» **DOCUMENT PASSAGE**
Weather impacts make manure storage monitoring very important
March 18, 2014 by Shelby Bollwahn & Jerry May
Given the snowfall and temperatures farmers have been experiencing in the east and Midwest this winter, it is crucial that livestock producers keep a close eye on their manure storage structures and pumping equipment.
Farmers need to monitor the condition of manure storage structures as well as all manure transfer pipes pumps and valves to ensure they are performing as expected under unexpected and severe weather conditions. Michigan State University Extension recommends that all farms develop a regular schedule to inspect each component of manure storage and pumping equipment.

» **TASK SET**
1) In the manure storage article, reproduce word for word the passage from "Weather impacts make" up to and including "storage and pumping equipment.".
2) Translate this sentence from the manure storage article into Spanish: "Michigan State University Extension recommends that all farms develop a regular schedule to inspect each component of manure storage and pumping equipment."
3) Continue the manure storage article from the point where it stops.

Coordinate labeling data:
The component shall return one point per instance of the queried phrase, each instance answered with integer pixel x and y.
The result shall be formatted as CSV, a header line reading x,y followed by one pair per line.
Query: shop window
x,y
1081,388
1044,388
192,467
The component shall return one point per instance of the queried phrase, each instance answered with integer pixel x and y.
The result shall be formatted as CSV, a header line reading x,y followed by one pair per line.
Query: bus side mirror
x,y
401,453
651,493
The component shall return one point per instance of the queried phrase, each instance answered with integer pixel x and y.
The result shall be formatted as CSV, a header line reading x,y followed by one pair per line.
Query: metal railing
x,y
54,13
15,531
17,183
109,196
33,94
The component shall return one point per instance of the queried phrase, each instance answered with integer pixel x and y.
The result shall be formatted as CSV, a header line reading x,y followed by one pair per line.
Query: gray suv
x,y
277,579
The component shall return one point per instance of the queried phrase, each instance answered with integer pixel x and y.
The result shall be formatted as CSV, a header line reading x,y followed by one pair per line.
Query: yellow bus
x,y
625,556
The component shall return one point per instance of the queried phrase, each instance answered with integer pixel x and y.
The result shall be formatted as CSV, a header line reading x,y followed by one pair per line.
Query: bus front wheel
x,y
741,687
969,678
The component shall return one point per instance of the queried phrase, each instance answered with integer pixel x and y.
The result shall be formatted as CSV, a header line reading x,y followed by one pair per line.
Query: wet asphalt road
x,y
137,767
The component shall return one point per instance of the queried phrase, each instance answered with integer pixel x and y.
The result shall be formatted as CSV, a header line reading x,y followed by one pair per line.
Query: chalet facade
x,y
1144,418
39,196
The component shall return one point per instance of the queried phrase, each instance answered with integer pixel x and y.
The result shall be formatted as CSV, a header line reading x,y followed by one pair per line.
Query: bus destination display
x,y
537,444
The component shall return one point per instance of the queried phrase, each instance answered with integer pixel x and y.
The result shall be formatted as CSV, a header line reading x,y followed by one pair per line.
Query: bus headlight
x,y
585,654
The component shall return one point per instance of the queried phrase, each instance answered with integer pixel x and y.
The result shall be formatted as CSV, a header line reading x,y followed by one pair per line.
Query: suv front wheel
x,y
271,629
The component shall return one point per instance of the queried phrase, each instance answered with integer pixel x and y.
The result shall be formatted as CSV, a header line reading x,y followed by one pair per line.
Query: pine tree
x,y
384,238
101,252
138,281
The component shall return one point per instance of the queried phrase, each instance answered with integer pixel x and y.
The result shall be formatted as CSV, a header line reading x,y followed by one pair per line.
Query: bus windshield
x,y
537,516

» **THE ANSWERS**
1)
Weather impacts make manure storage monitoring very important
March 18, 2014 by Shelby Bollwahn & Jerry May
Given the snowfall and temperatures farmers have been experiencing in the east and Midwest this winter, it is crucial that livestock producers keep a close eye on their manure storage structures and pumping equipment.
Farmers need to monitor the condition of manure storage structures as well as all manure transfer pipes pumps and valves to ensure they are performing as expected under unexpected and severe weather conditions. Michigan State University Extension recommends that all farms develop a regular schedule to inspect each component of manure storage and pumping equipment.

2) La Extensión de la Universidad Estatal de Michigan recomienda que todas las granjas establezcan un calendario regular para inspeccionar cada componente del almacenamiento de estiércol y del equipo de bombeo.

3)
Farm size and complexity of the manure storage system, mechanical devices (pumps and valves), relative distance to water, type of storage structure and occurrence of rainfall or snowmelt – should all be considered when determining inspection frequency. Regular checks and maintenance of all pumps, agitators, piping, valves and other mechanical and electrical equipment will ensure everything is in good operating condition and minimize the risk of any spills or leaks. Permitted farms are required to check all manure transfer equipment and manure storage structures weekly. The extreme cold may necessitate checking more often. Small and medium livestock farms should initiate a monitoring process if they haven’t already. Developing a checklist of items to be inspected, including dates and times of inspection, may be a useful tool to ensure a thorough, timely and regular process.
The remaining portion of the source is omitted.